▶ _WORK INSTRUCTIONS_: Taking the listing below, restate word for word each line from the line with "Q: Pick out each instance of the stool leg" to the line with "Target: chair backrest", ends included, and stop there.
[DATA FOR REVIEW Boundary: Start]
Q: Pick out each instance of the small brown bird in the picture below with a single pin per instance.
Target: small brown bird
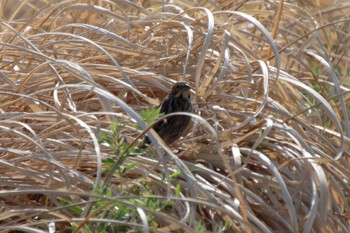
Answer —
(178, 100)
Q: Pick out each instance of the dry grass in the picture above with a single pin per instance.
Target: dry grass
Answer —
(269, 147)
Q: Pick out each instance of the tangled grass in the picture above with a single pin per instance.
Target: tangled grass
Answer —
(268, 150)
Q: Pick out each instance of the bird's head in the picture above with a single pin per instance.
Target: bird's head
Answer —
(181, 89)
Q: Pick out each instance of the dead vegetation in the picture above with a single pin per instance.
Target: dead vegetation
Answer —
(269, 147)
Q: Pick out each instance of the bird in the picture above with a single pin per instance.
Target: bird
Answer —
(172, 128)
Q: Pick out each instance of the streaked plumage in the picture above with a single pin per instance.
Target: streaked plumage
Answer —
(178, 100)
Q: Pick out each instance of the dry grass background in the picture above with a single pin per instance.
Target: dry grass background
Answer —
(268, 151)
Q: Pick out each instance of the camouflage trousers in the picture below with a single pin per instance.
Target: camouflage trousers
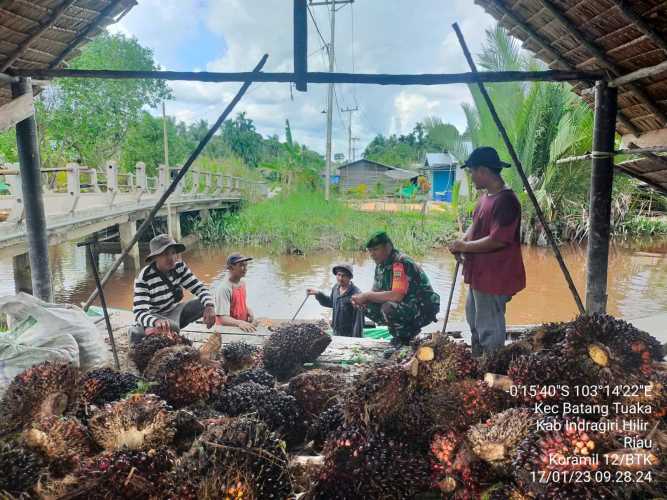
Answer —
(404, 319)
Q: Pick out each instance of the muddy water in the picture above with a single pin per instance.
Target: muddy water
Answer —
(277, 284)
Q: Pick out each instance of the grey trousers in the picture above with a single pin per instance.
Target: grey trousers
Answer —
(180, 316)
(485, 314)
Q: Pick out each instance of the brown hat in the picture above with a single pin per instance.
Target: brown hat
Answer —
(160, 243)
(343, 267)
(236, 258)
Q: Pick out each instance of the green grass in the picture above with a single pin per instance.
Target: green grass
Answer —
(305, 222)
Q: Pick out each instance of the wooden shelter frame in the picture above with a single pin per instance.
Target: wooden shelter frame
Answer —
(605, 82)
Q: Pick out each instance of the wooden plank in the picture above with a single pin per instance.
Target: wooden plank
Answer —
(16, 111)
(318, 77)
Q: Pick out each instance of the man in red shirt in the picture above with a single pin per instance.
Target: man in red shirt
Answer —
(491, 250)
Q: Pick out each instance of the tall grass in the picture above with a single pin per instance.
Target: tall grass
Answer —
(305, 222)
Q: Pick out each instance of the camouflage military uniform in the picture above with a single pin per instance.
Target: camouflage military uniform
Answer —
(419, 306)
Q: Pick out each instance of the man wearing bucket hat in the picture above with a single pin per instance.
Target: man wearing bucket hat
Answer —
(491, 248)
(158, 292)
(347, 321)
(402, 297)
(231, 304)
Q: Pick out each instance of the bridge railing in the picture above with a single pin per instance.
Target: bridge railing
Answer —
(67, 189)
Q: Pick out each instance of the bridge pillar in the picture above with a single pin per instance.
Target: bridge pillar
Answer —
[DATA FOR REVIEW Boundary: End]
[DATA FOR REVIEW Boundary: Start]
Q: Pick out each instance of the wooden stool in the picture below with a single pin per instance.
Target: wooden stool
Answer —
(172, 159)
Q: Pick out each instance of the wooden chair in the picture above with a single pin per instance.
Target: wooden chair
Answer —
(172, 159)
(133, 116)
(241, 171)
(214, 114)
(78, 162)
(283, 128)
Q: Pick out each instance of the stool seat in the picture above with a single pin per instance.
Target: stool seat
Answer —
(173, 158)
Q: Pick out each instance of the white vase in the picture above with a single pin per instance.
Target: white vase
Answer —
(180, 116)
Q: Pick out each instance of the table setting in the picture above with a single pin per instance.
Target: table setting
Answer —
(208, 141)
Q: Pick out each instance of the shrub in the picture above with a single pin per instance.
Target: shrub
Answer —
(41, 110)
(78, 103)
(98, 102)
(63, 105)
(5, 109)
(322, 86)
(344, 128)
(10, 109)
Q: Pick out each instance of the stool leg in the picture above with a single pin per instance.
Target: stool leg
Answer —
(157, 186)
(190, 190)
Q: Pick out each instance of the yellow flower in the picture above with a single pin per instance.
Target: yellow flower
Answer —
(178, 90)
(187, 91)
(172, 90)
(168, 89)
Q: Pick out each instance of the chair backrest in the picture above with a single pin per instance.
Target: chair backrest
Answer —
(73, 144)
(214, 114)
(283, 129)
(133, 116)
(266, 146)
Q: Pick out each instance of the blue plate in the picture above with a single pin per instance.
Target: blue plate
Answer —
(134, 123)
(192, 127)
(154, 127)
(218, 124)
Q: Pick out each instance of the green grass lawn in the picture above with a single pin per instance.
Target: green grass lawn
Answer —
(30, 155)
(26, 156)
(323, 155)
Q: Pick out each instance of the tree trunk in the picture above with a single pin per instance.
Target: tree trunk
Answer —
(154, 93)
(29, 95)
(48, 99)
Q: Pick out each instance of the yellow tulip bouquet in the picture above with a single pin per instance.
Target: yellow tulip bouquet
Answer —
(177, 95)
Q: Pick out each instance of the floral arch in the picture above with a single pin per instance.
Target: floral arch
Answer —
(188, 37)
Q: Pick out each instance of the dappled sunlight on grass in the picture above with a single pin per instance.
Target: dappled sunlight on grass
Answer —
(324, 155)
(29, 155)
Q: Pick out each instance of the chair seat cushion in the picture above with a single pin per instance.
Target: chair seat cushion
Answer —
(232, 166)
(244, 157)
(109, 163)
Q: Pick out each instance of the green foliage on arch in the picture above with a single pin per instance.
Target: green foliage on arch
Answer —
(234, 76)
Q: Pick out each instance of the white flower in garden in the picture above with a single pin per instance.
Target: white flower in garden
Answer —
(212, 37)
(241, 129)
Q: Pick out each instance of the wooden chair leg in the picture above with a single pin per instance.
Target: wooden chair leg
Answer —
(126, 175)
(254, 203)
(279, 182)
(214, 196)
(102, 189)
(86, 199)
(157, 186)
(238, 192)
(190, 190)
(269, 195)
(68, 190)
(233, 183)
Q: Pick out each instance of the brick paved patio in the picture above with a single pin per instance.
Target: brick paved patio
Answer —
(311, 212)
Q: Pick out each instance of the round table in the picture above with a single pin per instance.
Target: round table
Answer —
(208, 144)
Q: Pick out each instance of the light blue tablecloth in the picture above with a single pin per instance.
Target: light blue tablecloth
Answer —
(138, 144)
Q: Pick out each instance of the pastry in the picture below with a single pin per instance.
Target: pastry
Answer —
[DATA FOR REVIEW Boundary: End]
▶ _FINISHED TASK_:
Q: Pick out each instance of the stool leg in the picture above with a single pin per instance.
Target: stool leg
Answer —
(157, 186)
(190, 190)
Q: Pick out each instance of the yellow flower in the picture above with a single pin per instance.
Target: yellow flower
Answer —
(178, 90)
(187, 91)
(172, 90)
(168, 89)
Q: Pick out each instance of the chair backrest in the picture above with a single pin per instance.
Target: chair backrest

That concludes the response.